Exercise task 1
Using the festival write-up below, please say whether each statement agrees with it, answering yes or no and quoting the words that decide it: (a) All Tomorrow's Parties was set up in 1999; (b) the festival took its name from a Slayer song; (c) I'll Be Your Mirror was the A-side of a Velvet Underground single.
Exercise task 2
According to the festival write-up below, what did All Tomorrow's Parties use as its base?

Article
All Tomorrow’s Parties – I’ll Be Your Mirror

Slayer / Sleep / Wolves In The Throne Room / Melvins / Yob / A Storm Of Light

25 May 2012

Alexandra Palace, London

 

As a quick background, All Tomorrow’s Parties, named after a Velvet Underground song, was set up in 1999 as a more intimate festival for mainly post-rock, avant-garde, and underground hip hop.  The event set the blueprint for the likes of Hammerfest in using a Butlins holiday camp as its base.  It’s since expanded to the USA and spawned an offshoot with the I’ll Be Your Mirror events taking place in cities around the world.  Incidentally I’ll Be Your Mirror was the b-side of Velvet Underground’s All Tomorrow’s Parties single.

Data segment

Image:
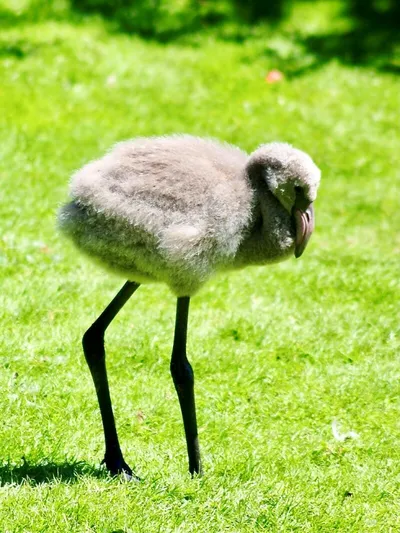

Response 1
(a) Yes: "was set up in 1999 as a more intimate festival"
(b) No: "named after a Velvet Underground song"
(c) No: "I’ll Be Your Mirror was the b-side of Velvet Underground’s All Tomorrow’s Parties single"

Response 2
A Butlins holiday camp.